╭─ Supplied passage

Romania was a founding member of the WOSM, having formally had Scouts between 1913 and 1937. Influenced by reading Baden-Powell's "Scouting for Boys", the first informal patrol of Boy Scouts was established in Romania in 1913 at Gheorghe Lazăr High School by Dimitrie Dimăncescu, his brother, Ioan, and classmates. Prince Carol would become the first formal troop leader. Others joined in broadening awareness of the Scout movement (Gheorghe Munteanu-Murgoci, Alexandru Borza, Vladimir Ghidionescu, Constantin Costa-Foru, Nicolae Iorga, Ion G. Duca and Colonel Grigore Berindei) who became familiar with the Scout movements in the United Kingdom, France, Belgium, and Germany.

The translation of Baden-Powell's book Scouting for Boys into Romanian was published in 1915. That same year saw the official founding of the Cercetaşii României; on the occasion, Lord Baden-Powell sent a message of congratulations, with the admonition that Scouting should be adapted to the local situation. Membership grew quickly across Romania.

During World War I, Romanian Scouts were very active in defense activities. Ecaterina Teodoroiu guided a patrol of Scouts and Guides and was employed as a nurse, before joining the Romanian Army and dying a heroine. Many Scouts who helped the transporting of the wounded were killed during the air attacks. On September 29, 1916, Baden-Powell sent a message expressing regret to the Scouts for the death of their fellows. At the end of the war, the Boy Scouts marched in the front of the Victory Train, under the Triumphal Arch in Bucharest.

╰─

### Check your understanding
• a. In the passage on Romanian Scouting, which countries' Scout movements did the people who broadened awareness of Scouting become familiar with?
• b. According to the passage on Romanian Scouting, what led to the first informal patrol of Boy Scouts being set up in Romania in 1913?
The listing that comes after this passage on Romanian Scouting has no connection to it.

╭─ Entries supplied

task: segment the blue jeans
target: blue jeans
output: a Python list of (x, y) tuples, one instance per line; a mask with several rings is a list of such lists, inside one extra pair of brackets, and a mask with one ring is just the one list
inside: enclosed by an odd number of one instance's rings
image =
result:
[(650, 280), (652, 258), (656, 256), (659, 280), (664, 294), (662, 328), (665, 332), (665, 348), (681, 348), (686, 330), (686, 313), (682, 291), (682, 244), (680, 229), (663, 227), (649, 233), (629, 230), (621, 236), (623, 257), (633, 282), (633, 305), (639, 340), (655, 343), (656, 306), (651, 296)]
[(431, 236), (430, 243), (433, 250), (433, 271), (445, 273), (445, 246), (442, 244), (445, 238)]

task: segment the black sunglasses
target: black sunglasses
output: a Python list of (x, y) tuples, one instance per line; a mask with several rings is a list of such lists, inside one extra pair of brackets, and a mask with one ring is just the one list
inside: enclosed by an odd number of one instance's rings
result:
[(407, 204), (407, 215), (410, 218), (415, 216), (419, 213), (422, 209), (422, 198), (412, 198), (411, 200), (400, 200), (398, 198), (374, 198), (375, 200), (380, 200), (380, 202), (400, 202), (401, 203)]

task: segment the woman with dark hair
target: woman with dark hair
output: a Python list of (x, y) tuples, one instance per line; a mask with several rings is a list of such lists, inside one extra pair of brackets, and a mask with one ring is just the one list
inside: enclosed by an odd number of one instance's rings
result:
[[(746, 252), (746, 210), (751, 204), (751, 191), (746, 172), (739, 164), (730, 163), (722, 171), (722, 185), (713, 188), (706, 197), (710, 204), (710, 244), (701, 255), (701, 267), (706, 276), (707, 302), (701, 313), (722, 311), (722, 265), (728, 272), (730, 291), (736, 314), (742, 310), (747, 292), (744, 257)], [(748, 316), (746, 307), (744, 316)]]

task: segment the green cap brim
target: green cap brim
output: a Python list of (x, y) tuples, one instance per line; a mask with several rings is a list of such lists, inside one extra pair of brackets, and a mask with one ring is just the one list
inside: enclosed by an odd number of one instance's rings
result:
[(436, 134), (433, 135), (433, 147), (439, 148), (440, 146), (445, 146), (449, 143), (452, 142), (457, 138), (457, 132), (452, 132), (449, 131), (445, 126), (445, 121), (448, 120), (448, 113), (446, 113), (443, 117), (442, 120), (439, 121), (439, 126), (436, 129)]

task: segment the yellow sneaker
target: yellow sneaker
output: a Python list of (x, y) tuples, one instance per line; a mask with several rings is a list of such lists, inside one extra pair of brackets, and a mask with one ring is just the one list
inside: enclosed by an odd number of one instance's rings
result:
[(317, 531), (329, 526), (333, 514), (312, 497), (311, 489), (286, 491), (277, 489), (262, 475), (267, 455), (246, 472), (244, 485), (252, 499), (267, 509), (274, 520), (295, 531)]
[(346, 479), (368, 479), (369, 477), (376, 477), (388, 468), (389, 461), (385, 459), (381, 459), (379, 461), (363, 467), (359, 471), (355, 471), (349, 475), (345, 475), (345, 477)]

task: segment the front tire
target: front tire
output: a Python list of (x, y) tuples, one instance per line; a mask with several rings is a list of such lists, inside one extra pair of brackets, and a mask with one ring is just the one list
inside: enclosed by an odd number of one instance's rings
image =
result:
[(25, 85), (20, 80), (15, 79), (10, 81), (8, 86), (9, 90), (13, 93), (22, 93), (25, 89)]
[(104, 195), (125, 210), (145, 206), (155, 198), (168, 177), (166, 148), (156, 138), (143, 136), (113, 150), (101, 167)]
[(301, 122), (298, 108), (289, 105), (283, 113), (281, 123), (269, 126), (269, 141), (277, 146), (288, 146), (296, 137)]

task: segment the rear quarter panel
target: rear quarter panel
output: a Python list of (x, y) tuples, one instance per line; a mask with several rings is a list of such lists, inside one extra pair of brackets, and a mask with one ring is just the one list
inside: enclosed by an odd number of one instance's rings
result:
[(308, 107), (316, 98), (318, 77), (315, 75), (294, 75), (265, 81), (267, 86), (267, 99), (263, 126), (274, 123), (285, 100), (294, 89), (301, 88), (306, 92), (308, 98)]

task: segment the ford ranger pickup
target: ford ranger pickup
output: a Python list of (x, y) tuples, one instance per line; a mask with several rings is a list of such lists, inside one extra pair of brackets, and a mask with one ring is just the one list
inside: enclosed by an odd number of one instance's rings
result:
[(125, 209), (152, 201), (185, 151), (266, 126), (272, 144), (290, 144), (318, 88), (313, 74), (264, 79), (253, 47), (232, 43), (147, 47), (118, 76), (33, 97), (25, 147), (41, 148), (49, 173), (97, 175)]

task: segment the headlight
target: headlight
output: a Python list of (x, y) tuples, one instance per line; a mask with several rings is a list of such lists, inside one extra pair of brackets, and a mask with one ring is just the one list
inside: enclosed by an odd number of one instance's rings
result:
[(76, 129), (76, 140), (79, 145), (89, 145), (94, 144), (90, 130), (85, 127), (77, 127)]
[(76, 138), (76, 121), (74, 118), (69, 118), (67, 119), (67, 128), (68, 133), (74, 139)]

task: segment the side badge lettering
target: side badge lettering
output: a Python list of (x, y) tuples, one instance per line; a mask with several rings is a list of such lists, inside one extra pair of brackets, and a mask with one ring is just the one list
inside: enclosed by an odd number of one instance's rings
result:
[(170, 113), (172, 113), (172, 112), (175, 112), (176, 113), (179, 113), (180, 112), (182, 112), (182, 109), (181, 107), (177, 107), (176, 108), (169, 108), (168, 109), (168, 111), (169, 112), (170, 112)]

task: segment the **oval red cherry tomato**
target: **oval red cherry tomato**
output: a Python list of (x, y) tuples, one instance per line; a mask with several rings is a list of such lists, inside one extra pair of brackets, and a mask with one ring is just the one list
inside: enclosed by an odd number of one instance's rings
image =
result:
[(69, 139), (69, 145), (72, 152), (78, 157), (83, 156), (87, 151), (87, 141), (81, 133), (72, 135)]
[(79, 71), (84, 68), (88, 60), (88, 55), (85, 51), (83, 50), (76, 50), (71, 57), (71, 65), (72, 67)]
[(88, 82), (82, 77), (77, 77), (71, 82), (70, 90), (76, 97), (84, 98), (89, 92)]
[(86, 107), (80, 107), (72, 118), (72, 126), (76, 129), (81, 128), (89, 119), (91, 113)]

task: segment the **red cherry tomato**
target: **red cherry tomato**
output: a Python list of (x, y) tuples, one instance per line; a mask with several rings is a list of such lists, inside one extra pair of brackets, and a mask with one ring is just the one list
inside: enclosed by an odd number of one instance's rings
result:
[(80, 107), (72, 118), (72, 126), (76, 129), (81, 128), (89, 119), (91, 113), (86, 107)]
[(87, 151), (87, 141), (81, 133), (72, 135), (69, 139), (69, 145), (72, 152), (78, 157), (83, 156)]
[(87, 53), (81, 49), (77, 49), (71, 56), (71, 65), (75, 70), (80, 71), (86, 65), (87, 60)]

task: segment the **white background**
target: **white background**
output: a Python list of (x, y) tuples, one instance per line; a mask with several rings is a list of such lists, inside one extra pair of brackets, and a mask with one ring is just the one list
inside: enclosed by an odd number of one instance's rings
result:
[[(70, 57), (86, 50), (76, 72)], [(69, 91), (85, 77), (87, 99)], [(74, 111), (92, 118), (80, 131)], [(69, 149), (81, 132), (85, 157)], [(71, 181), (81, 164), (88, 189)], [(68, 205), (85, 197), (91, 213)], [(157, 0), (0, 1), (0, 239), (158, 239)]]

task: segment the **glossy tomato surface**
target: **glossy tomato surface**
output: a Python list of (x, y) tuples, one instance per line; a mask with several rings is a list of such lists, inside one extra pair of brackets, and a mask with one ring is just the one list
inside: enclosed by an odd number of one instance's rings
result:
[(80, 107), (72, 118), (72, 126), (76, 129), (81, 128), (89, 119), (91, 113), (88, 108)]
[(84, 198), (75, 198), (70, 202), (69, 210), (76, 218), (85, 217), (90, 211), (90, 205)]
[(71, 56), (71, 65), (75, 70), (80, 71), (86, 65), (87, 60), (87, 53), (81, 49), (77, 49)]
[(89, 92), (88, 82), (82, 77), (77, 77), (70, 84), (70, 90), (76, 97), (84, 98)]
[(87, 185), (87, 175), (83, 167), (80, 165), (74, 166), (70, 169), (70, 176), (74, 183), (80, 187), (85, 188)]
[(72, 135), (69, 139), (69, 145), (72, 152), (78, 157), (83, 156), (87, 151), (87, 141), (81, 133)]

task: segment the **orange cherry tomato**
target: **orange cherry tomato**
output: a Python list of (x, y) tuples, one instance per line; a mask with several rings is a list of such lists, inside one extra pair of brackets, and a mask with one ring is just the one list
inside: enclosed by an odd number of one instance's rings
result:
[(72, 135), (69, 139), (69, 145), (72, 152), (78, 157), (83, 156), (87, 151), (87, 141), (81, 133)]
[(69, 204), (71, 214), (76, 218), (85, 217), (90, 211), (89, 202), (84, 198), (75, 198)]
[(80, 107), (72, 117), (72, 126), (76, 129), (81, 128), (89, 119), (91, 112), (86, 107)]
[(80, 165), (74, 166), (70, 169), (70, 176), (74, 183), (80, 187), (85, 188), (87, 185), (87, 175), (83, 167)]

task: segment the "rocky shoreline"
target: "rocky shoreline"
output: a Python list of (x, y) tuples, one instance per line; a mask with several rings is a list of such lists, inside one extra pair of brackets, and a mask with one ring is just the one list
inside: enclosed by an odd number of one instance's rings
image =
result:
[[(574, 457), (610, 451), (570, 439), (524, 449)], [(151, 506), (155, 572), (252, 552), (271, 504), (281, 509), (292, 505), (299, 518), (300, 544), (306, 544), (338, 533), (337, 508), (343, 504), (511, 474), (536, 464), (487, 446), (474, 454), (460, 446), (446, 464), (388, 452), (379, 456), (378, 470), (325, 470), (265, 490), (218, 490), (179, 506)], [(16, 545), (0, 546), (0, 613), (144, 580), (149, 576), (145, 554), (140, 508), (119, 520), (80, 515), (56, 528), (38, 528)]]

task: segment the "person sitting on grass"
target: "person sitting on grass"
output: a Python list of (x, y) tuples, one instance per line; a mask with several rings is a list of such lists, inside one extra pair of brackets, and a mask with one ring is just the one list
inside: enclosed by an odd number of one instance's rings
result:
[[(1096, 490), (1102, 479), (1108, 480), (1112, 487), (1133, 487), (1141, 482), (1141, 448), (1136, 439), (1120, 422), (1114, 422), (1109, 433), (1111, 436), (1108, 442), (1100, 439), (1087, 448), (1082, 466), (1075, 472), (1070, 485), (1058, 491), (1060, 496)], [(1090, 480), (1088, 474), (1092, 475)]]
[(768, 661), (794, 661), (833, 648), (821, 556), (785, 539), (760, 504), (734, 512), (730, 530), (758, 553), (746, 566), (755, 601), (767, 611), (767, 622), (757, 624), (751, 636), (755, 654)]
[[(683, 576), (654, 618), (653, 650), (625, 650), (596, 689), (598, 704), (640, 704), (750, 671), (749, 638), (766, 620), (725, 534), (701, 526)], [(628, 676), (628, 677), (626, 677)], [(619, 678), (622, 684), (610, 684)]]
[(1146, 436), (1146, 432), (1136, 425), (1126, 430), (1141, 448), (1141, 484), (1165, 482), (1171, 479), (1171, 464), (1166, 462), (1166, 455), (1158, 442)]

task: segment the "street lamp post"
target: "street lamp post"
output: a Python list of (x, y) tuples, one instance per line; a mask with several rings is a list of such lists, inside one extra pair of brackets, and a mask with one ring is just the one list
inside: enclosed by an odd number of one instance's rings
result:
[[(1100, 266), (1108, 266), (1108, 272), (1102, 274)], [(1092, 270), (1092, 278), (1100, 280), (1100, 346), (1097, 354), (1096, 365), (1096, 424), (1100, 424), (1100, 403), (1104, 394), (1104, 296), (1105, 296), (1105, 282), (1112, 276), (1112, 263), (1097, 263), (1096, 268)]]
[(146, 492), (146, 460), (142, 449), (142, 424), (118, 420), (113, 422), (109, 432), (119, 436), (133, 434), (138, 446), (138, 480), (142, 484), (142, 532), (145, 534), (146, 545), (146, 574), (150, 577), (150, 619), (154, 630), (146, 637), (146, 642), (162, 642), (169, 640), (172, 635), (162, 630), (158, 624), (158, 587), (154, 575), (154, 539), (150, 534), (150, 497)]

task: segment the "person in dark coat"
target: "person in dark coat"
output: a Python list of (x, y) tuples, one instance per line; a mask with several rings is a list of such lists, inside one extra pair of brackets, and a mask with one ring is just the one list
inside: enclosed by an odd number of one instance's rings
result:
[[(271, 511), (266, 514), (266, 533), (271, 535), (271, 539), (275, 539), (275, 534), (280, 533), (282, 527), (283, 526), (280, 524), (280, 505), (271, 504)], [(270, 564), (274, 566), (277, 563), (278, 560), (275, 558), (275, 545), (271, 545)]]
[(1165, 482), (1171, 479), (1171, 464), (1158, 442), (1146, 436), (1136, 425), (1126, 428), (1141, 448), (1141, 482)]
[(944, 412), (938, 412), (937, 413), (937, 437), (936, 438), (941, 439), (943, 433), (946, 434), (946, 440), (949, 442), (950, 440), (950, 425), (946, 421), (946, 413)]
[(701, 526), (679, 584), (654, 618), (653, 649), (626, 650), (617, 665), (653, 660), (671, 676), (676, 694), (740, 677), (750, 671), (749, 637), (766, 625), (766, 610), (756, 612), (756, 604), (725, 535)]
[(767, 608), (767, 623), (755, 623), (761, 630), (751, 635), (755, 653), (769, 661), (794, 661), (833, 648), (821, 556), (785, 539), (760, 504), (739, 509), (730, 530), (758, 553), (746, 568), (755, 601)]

╰─

### Solutions per task
• a. United Kingdom, France, Belgium, Germany

• b. It was set up under the influence of Baden-Powell's "Scouting for Boys". Dimitrie Dimăncescu, his brother Ioan, and classmates formed the patrol at Gheorghe Lazăr High School.